*** Exercise inputs
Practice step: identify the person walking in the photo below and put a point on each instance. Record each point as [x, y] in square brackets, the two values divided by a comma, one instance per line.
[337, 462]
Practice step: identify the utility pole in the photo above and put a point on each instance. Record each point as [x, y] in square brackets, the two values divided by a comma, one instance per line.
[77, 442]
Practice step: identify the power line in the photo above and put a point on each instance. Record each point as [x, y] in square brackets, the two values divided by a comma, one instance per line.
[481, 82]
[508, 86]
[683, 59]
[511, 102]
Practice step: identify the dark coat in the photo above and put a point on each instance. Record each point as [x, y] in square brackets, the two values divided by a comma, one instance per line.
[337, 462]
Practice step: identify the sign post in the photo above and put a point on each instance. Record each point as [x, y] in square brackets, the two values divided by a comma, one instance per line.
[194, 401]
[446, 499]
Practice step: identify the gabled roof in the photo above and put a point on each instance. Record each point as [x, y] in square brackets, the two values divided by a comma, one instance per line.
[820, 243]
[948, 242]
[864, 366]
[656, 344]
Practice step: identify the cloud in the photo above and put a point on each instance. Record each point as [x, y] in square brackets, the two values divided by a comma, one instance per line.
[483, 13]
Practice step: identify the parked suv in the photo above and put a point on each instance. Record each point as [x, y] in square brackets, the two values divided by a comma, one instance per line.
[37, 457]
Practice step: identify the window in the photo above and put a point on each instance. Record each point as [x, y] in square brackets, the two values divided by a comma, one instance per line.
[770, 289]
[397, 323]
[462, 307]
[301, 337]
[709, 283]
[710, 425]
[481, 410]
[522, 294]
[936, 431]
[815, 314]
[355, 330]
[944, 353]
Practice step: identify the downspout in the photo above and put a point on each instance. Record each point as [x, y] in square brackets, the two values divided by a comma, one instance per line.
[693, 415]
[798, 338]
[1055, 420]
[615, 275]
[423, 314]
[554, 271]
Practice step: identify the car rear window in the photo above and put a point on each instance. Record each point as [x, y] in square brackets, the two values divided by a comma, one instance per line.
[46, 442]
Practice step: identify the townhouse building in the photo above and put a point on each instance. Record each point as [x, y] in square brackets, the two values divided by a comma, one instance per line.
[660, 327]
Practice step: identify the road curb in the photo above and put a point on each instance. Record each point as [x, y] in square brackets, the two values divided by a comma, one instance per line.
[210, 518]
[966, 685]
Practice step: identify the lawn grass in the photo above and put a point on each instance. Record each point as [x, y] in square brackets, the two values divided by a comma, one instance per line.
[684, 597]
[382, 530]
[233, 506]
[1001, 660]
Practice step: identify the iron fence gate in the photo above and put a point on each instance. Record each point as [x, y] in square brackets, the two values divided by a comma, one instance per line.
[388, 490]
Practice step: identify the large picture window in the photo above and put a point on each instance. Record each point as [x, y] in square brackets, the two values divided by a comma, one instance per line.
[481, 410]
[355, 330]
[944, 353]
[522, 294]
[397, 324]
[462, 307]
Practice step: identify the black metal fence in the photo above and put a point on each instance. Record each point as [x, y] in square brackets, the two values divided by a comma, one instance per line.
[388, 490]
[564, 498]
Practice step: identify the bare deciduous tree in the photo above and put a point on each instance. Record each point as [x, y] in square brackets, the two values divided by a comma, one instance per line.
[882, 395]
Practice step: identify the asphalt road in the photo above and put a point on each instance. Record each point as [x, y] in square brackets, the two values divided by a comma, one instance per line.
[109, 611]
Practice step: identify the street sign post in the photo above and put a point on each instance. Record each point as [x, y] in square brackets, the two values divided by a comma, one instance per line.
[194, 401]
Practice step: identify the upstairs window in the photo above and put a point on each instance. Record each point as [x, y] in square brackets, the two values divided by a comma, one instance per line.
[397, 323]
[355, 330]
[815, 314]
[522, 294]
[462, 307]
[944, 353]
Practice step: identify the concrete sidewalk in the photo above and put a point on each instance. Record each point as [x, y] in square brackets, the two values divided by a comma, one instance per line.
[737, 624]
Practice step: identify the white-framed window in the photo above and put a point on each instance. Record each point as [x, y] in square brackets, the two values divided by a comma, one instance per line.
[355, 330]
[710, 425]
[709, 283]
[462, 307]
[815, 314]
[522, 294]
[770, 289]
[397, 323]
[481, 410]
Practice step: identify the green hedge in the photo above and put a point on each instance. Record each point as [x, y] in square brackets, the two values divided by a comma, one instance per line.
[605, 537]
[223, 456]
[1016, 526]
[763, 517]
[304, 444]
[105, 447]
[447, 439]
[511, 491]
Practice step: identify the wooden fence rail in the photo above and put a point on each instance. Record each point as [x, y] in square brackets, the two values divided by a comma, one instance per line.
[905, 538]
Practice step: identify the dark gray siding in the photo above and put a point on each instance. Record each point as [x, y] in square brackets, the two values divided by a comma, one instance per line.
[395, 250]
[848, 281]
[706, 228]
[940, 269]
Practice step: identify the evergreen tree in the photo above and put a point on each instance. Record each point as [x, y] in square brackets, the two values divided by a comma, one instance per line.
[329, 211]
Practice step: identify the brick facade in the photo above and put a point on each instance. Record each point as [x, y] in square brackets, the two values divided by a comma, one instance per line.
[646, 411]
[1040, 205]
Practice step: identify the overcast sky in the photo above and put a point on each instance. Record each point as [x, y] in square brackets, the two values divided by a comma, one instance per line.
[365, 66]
******
:: Stated task ::
Recast the rows from the line with "Practice step: identify the evergreen" through the end of the rows as a two-column CSV with the headers text and answer. Give one CSV line per row, put each field in double quotes, and turn any line breaks inside a field into spaces.

:: Response for this exercise ::
text,answer
"Practice step: identify the evergreen tree in the photo above and put a point on each instance. Record each point as [x, y] in square brackets, the two values divided by a comma, one instance per line.","[329, 211]"
"Practice step: identify the brick facade in the photo above and put a point on each instance. Record each point as [x, y] in square brackets, the two values divided by a comma, one instance per line.","[646, 411] [1040, 205]"
"Practice step: identify the overcast sky in the photo above and put a point on each instance. Record each point as [x, y] in square brackets, the two values divided by a comma, one instance per line.","[365, 66]"